— START Document segment —
- Film poster
- Directed by: Cem Yılmaz
- Written by: Cem Yılmaz
- Produced by: Cem Yılmaz Muzaffer Yildirim
- Starring: Cem Yılmaz Tülin Özen
- Cinematography: Gökhan Atilmis
- Edited by: Erhan Acar Jr. Ilker Özcan
- Music by: Jingle House
- Production companies: CMYLMZ Fikirsanat Nulook Production
- Distributed by: Warner Bros. Pictures
- Release date: 2 October 2014;
- Running time: 134 minutes
- Country: Turkey
- Language: Turkish

= Coming Soon (2014 film) =

Coming Soon (Pek Yakında) is a 2014 Turkish comedy film directed by Cem Yılmaz.

The film, which premiered on September 30, 2014, was released in theaters on October 2, 2014. It was viewed by 2,187,278 people across Turkey. This is the third film both written and directed by Cem Yılmaz.
— END Document segment —
— START Data lines —
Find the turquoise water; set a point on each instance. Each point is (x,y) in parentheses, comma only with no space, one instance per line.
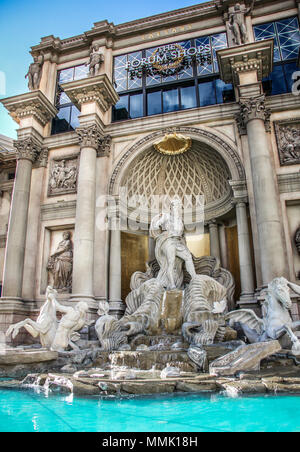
— END Data lines —
Tasks for this exercise.
a – According to the article on Coming Soon, how many people across Turkey viewed the film?
b – Carry on writing the article on Coming Soon, picking up right after its final sentence.
None of the lines are needed for this work.

Final results.
a – 2,187,278 people.

b –
== Story ==
Believing that he has taken the easiest path in life, just as he did with the money he earned from pirated DVDs, Zafer faces a challenge for the first time when his wife Arzu decides to separate. Tired of her husband's illegal activities, Arzu decides to divorce, having left her television acting career and set aside her dreams of the big screen after their marriage. To keep his family from falling apart, Zafer decides to return to the film industry as a producer, after his acting career had previously ended in minor roles. Secretly producing a film titled Şahikalar - Kötülüğün Sonu (The End of Evil), Zafer aims both to prove he has left his unlawful activities behind and to restore Arzu's dreams, which she had abandoned for their marriage.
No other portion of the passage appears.